[Objet de l’exercice]:
D’après le document source, dans quelle galerie et dans quelle ville Sandrine Plante expose-t-elle ?

Culture

Sandrine Plante : « L’art est une merveilleuse façon de militer sans armes »

Née dans le Puy de Dôme, Sandrine Plante est un sculpteur figuratif qui crée un art engagé sur le thème de l’esclavage, en devoir de mémoire. Sa création se veut engagée comme un cri pour tous les opprimés d’hier et d’aujourd’hui. Ses personnages racontent, à travers la terre, l’esclavage, tous rassemblés autour d’une même Terre Mère.

Sandrine ne crée pas pour le plaisir des yeux, mais pour raconter. Elle expose à la Galerie Maron’Ages à Lyon pour l’Exposition « Vies Volées » Esclaves d’hier et d’aujourd’hui, avec d’autres artistes, principalement deux photographes Grigor Khachatryan et Didier Guyot qui mettent en valeur son travail et lui accorde un autre œil et une autre sensibilité.

« Etre libre, ce n’est pas seulement se débarrasser de ses chaînes ; c’est vivre d’une façon qui respecte et renforce la liberté des autres. » N.Mandela

Personne ne parlait de l’histoire de l’esclavage dans ma famille

97Land : Quelles sont vos recherches et vos sources d’informations ?

Je suis née dans le Puy de Dôme d’un papa réunionnais et d’une maman auvergnate – zoréole ou métisse. Personne ne parlait de l’histoire de l’esclavage dans ma famille, pas forcement parce qu’il s’agissait d’un sujet tabou mais d’avantage d’une histoire d’un passé lointain, peu agréable à remémorer. N’ayant pas les moyens financiers de partir à la Réunion en famille (mon père est resté 20 ans sans y retourner) je me suis mise à lire, à regarder des iconographies, des photos anciennes, à essayer de comprendre mes origines. Je pense être de nature curieuse donc j’étais avide de toute information. C’est ainsi que j’ai découvert l’histoire de l’esclavage de l’Île Bourbon ! J’ai aussi questionné beaucoup ma famille afin d’avoir des informations, par rapport surtout au lieu d’implantation des terres familiales à Salazie escalier (bas du cirque de Salazie, lieu par lequel passaient les marrons pour s’échapper dans les hauts).

[Données fournies]:
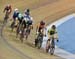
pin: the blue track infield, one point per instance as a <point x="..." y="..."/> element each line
<point x="66" y="33"/>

[Réponse attendue]:
À la Galerie Maron’Ages, à Lyon.